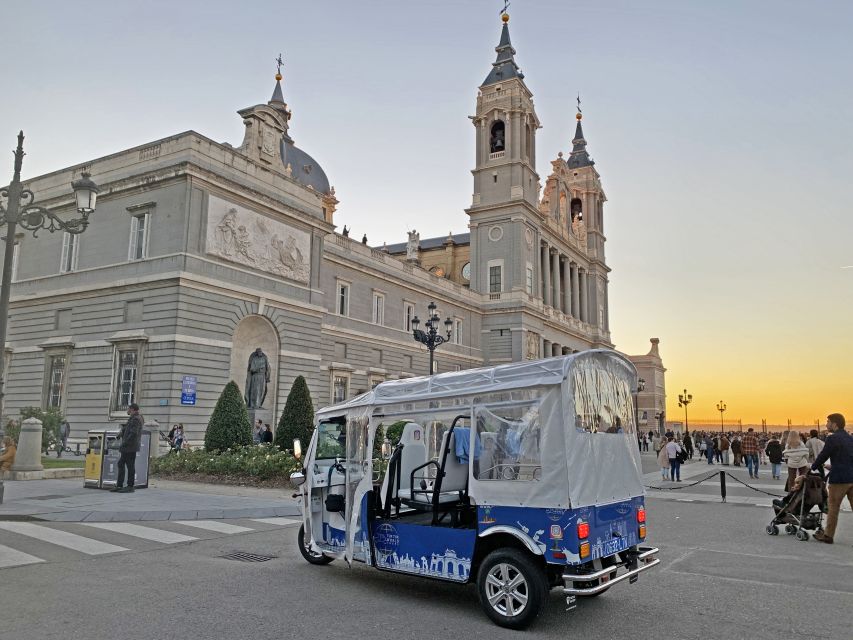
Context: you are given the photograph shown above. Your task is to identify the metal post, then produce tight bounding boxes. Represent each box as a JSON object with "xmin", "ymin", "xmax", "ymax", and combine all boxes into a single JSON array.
[
  {"xmin": 719, "ymin": 470, "xmax": 726, "ymax": 502},
  {"xmin": 0, "ymin": 133, "xmax": 25, "ymax": 431}
]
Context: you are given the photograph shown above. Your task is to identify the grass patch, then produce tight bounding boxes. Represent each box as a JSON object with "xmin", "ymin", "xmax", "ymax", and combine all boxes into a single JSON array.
[{"xmin": 40, "ymin": 457, "xmax": 85, "ymax": 469}]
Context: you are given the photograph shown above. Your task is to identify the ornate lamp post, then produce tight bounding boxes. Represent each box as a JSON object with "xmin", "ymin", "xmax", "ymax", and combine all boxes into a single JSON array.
[
  {"xmin": 678, "ymin": 388, "xmax": 692, "ymax": 434},
  {"xmin": 633, "ymin": 377, "xmax": 645, "ymax": 429},
  {"xmin": 411, "ymin": 301, "xmax": 452, "ymax": 376},
  {"xmin": 0, "ymin": 131, "xmax": 99, "ymax": 428},
  {"xmin": 717, "ymin": 400, "xmax": 727, "ymax": 432}
]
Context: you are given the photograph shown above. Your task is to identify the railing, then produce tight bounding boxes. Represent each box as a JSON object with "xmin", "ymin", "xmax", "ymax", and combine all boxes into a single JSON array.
[{"xmin": 489, "ymin": 151, "xmax": 505, "ymax": 160}]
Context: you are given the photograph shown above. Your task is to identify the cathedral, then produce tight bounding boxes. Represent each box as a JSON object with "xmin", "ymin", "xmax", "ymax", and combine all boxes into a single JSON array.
[{"xmin": 0, "ymin": 12, "xmax": 665, "ymax": 444}]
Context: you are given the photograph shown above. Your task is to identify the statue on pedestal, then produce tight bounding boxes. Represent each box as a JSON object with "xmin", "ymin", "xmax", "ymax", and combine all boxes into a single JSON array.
[
  {"xmin": 245, "ymin": 348, "xmax": 271, "ymax": 409},
  {"xmin": 406, "ymin": 229, "xmax": 420, "ymax": 261}
]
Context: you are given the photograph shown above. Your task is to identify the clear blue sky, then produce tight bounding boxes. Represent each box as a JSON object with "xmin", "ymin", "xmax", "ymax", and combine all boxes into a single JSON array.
[{"xmin": 2, "ymin": 1, "xmax": 851, "ymax": 422}]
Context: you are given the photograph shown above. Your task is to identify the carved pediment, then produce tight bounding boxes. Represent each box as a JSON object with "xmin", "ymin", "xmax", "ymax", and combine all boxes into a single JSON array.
[{"xmin": 237, "ymin": 103, "xmax": 290, "ymax": 168}]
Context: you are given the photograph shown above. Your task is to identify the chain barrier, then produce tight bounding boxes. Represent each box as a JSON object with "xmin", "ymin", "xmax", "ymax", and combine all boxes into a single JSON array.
[
  {"xmin": 645, "ymin": 468, "xmax": 786, "ymax": 498},
  {"xmin": 644, "ymin": 471, "xmax": 719, "ymax": 491}
]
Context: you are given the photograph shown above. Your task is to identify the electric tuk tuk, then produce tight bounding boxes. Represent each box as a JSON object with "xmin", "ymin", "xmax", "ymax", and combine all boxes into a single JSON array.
[{"xmin": 290, "ymin": 350, "xmax": 659, "ymax": 629}]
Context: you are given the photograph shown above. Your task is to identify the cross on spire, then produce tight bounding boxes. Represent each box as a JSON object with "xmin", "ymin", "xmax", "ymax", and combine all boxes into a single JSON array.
[
  {"xmin": 576, "ymin": 93, "xmax": 582, "ymax": 115},
  {"xmin": 501, "ymin": 0, "xmax": 511, "ymax": 14},
  {"xmin": 275, "ymin": 53, "xmax": 284, "ymax": 76}
]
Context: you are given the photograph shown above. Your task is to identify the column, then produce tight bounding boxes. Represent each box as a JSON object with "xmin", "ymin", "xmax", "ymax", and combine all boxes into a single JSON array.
[
  {"xmin": 562, "ymin": 258, "xmax": 572, "ymax": 317},
  {"xmin": 552, "ymin": 343, "xmax": 561, "ymax": 357},
  {"xmin": 542, "ymin": 244, "xmax": 551, "ymax": 307},
  {"xmin": 580, "ymin": 269, "xmax": 589, "ymax": 323},
  {"xmin": 551, "ymin": 250, "xmax": 561, "ymax": 312},
  {"xmin": 543, "ymin": 339, "xmax": 551, "ymax": 357},
  {"xmin": 570, "ymin": 263, "xmax": 580, "ymax": 318}
]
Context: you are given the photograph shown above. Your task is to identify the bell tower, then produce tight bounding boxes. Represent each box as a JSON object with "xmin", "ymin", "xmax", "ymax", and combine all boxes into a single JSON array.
[{"xmin": 469, "ymin": 11, "xmax": 541, "ymax": 212}]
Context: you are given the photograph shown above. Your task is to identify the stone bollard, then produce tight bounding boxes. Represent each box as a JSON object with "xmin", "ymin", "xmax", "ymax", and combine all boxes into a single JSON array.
[{"xmin": 11, "ymin": 417, "xmax": 45, "ymax": 475}]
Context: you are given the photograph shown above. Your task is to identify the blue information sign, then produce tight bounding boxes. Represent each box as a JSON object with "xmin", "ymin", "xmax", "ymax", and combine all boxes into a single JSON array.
[{"xmin": 181, "ymin": 376, "xmax": 197, "ymax": 406}]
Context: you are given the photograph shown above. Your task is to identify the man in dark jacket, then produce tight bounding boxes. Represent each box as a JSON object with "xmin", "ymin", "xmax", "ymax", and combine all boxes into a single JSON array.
[
  {"xmin": 812, "ymin": 413, "xmax": 853, "ymax": 544},
  {"xmin": 111, "ymin": 403, "xmax": 144, "ymax": 494}
]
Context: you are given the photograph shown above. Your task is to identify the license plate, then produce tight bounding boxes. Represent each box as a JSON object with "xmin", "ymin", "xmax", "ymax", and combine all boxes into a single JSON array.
[{"xmin": 600, "ymin": 574, "xmax": 610, "ymax": 584}]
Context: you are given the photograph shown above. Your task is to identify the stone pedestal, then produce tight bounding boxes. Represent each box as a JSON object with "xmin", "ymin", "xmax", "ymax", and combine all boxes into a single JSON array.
[
  {"xmin": 145, "ymin": 419, "xmax": 165, "ymax": 458},
  {"xmin": 11, "ymin": 417, "xmax": 44, "ymax": 478},
  {"xmin": 248, "ymin": 408, "xmax": 274, "ymax": 431}
]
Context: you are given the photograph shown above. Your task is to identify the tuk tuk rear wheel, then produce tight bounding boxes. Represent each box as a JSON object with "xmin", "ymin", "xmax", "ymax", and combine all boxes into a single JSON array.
[
  {"xmin": 477, "ymin": 549, "xmax": 546, "ymax": 630},
  {"xmin": 297, "ymin": 524, "xmax": 334, "ymax": 565}
]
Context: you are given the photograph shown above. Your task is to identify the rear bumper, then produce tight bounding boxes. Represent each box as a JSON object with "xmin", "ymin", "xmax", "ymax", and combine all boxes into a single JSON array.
[{"xmin": 562, "ymin": 546, "xmax": 660, "ymax": 596}]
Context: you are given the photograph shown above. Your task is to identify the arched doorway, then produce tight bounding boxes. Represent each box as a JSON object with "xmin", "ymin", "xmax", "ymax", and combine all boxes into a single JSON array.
[{"xmin": 229, "ymin": 314, "xmax": 280, "ymax": 428}]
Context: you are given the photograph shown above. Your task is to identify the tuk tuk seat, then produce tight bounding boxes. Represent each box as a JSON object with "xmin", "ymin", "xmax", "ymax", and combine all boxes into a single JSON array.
[
  {"xmin": 379, "ymin": 422, "xmax": 426, "ymax": 506},
  {"xmin": 402, "ymin": 430, "xmax": 468, "ymax": 518}
]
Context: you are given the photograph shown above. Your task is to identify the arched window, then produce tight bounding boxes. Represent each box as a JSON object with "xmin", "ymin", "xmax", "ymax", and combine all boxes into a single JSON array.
[
  {"xmin": 490, "ymin": 120, "xmax": 506, "ymax": 153},
  {"xmin": 570, "ymin": 198, "xmax": 583, "ymax": 223},
  {"xmin": 525, "ymin": 123, "xmax": 532, "ymax": 159}
]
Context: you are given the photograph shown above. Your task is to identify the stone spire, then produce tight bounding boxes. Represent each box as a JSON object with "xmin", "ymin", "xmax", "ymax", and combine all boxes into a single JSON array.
[
  {"xmin": 482, "ymin": 12, "xmax": 523, "ymax": 86},
  {"xmin": 567, "ymin": 112, "xmax": 594, "ymax": 169},
  {"xmin": 268, "ymin": 54, "xmax": 292, "ymax": 133}
]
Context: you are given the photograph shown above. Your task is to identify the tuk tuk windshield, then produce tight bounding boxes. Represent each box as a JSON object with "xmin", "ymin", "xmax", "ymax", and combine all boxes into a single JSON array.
[{"xmin": 316, "ymin": 420, "xmax": 347, "ymax": 459}]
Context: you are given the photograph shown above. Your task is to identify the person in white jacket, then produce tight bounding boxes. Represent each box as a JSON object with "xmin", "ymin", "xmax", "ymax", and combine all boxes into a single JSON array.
[{"xmin": 782, "ymin": 431, "xmax": 810, "ymax": 492}]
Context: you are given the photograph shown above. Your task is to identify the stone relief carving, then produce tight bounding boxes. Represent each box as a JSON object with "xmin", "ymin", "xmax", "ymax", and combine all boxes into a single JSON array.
[
  {"xmin": 525, "ymin": 331, "xmax": 540, "ymax": 360},
  {"xmin": 207, "ymin": 195, "xmax": 310, "ymax": 283}
]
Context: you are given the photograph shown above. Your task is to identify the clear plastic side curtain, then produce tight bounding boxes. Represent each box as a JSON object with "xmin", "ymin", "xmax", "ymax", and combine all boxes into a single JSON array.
[
  {"xmin": 468, "ymin": 385, "xmax": 570, "ymax": 509},
  {"xmin": 344, "ymin": 407, "xmax": 374, "ymax": 565},
  {"xmin": 563, "ymin": 352, "xmax": 645, "ymax": 508},
  {"xmin": 301, "ymin": 427, "xmax": 320, "ymax": 554}
]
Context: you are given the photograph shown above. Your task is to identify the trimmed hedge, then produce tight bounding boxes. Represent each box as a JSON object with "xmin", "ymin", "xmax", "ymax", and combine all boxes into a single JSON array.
[
  {"xmin": 151, "ymin": 444, "xmax": 300, "ymax": 480},
  {"xmin": 204, "ymin": 381, "xmax": 253, "ymax": 452},
  {"xmin": 274, "ymin": 375, "xmax": 314, "ymax": 452}
]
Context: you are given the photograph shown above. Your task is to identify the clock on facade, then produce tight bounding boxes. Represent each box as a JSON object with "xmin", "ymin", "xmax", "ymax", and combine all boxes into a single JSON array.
[{"xmin": 461, "ymin": 262, "xmax": 471, "ymax": 281}]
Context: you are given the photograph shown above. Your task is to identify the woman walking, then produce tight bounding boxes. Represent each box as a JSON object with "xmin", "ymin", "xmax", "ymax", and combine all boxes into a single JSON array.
[
  {"xmin": 657, "ymin": 439, "xmax": 670, "ymax": 481},
  {"xmin": 765, "ymin": 436, "xmax": 784, "ymax": 480},
  {"xmin": 782, "ymin": 431, "xmax": 810, "ymax": 491}
]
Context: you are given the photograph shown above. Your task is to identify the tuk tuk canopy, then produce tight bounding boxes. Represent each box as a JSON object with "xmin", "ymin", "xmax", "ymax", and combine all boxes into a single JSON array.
[{"xmin": 315, "ymin": 350, "xmax": 645, "ymax": 514}]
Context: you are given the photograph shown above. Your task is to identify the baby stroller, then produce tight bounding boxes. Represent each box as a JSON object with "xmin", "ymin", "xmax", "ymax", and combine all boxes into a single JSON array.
[{"xmin": 765, "ymin": 470, "xmax": 827, "ymax": 541}]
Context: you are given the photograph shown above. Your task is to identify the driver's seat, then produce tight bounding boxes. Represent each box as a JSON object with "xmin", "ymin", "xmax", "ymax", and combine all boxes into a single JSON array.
[{"xmin": 379, "ymin": 422, "xmax": 426, "ymax": 507}]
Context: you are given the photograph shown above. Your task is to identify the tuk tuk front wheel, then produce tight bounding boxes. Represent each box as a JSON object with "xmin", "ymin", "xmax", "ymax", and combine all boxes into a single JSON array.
[
  {"xmin": 477, "ymin": 549, "xmax": 546, "ymax": 630},
  {"xmin": 297, "ymin": 524, "xmax": 334, "ymax": 565}
]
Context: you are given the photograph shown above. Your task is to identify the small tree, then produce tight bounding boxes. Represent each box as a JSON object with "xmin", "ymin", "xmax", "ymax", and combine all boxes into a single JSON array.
[
  {"xmin": 275, "ymin": 376, "xmax": 314, "ymax": 452},
  {"xmin": 385, "ymin": 420, "xmax": 408, "ymax": 446},
  {"xmin": 205, "ymin": 381, "xmax": 252, "ymax": 452},
  {"xmin": 20, "ymin": 407, "xmax": 64, "ymax": 453}
]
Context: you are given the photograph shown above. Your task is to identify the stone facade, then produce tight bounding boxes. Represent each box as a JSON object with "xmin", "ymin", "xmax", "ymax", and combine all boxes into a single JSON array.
[
  {"xmin": 0, "ymin": 16, "xmax": 663, "ymax": 444},
  {"xmin": 628, "ymin": 339, "xmax": 668, "ymax": 435}
]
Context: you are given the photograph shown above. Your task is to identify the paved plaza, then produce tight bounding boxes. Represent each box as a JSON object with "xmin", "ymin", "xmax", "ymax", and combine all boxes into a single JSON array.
[{"xmin": 0, "ymin": 459, "xmax": 850, "ymax": 639}]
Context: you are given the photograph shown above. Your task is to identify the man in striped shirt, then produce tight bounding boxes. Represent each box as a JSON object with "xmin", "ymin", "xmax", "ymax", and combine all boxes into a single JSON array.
[{"xmin": 741, "ymin": 428, "xmax": 760, "ymax": 479}]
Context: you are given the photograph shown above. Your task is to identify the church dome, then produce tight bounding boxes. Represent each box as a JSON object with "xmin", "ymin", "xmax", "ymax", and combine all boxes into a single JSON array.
[{"xmin": 281, "ymin": 138, "xmax": 331, "ymax": 194}]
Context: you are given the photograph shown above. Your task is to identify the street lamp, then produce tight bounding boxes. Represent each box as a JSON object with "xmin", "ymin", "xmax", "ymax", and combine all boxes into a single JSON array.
[
  {"xmin": 633, "ymin": 377, "xmax": 645, "ymax": 429},
  {"xmin": 716, "ymin": 400, "xmax": 727, "ymax": 432},
  {"xmin": 678, "ymin": 388, "xmax": 692, "ymax": 434},
  {"xmin": 0, "ymin": 131, "xmax": 98, "ymax": 427},
  {"xmin": 411, "ymin": 301, "xmax": 452, "ymax": 376}
]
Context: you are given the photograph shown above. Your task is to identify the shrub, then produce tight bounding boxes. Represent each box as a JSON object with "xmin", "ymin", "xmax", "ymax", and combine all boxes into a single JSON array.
[
  {"xmin": 4, "ymin": 419, "xmax": 20, "ymax": 443},
  {"xmin": 204, "ymin": 381, "xmax": 252, "ymax": 452},
  {"xmin": 274, "ymin": 376, "xmax": 314, "ymax": 452},
  {"xmin": 151, "ymin": 444, "xmax": 300, "ymax": 480},
  {"xmin": 385, "ymin": 420, "xmax": 408, "ymax": 445},
  {"xmin": 19, "ymin": 407, "xmax": 64, "ymax": 453}
]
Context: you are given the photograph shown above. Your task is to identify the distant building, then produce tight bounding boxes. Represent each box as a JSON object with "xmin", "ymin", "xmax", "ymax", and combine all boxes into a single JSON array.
[
  {"xmin": 628, "ymin": 339, "xmax": 667, "ymax": 434},
  {"xmin": 0, "ymin": 12, "xmax": 663, "ymax": 443}
]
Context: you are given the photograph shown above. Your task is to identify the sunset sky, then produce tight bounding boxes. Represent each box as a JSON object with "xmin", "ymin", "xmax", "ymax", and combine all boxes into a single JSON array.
[{"xmin": 1, "ymin": 1, "xmax": 850, "ymax": 423}]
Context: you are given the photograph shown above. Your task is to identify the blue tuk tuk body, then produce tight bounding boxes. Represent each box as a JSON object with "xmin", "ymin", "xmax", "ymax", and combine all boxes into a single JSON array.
[{"xmin": 292, "ymin": 351, "xmax": 659, "ymax": 629}]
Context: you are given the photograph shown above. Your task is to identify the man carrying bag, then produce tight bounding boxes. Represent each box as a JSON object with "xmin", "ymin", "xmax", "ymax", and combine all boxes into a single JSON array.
[{"xmin": 111, "ymin": 403, "xmax": 144, "ymax": 493}]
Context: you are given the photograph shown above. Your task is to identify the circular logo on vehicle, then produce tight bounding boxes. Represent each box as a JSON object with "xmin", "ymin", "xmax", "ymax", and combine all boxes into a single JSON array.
[{"xmin": 373, "ymin": 523, "xmax": 400, "ymax": 559}]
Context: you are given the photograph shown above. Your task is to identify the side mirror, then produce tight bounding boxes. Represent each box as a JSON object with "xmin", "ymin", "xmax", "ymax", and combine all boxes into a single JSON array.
[
  {"xmin": 290, "ymin": 471, "xmax": 306, "ymax": 487},
  {"xmin": 381, "ymin": 439, "xmax": 392, "ymax": 460},
  {"xmin": 293, "ymin": 439, "xmax": 302, "ymax": 460}
]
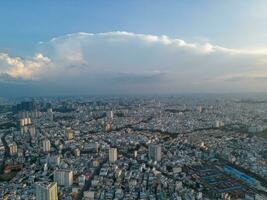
-=-=-
Your task -
From the line containing "the man carrying" down to the last line of the entries above, copy each line exactly and nothing more. Leave pictures out.

Result -
Context: you are given the photograph shown above. Your task is to identify the man carrying bag, then produce tight bounding boxes. Represent each box as a JSON object with "xmin", "ymin", "xmax", "ymax", and combine all boxes into a single JSON array.
[{"xmin": 111, "ymin": 403, "xmax": 144, "ymax": 493}]
Context: you are given the photograph shown above. Your task is to identify the circular logo on vehicle, then produce tight bounding boxes. Represent each box as a JSON object with "xmin", "ymin", "xmax", "ymax", and combine all boxes into a single JSON array.
[{"xmin": 373, "ymin": 523, "xmax": 400, "ymax": 559}]
Context: you are given the photograph shown above. Your task is to identify the side mirror, then produce tight bounding boxes. Represent each box as a JSON object with "xmin", "ymin", "xmax", "ymax", and combine all boxes into a single JSON array.
[
  {"xmin": 290, "ymin": 471, "xmax": 306, "ymax": 487},
  {"xmin": 381, "ymin": 439, "xmax": 392, "ymax": 460},
  {"xmin": 293, "ymin": 439, "xmax": 302, "ymax": 460}
]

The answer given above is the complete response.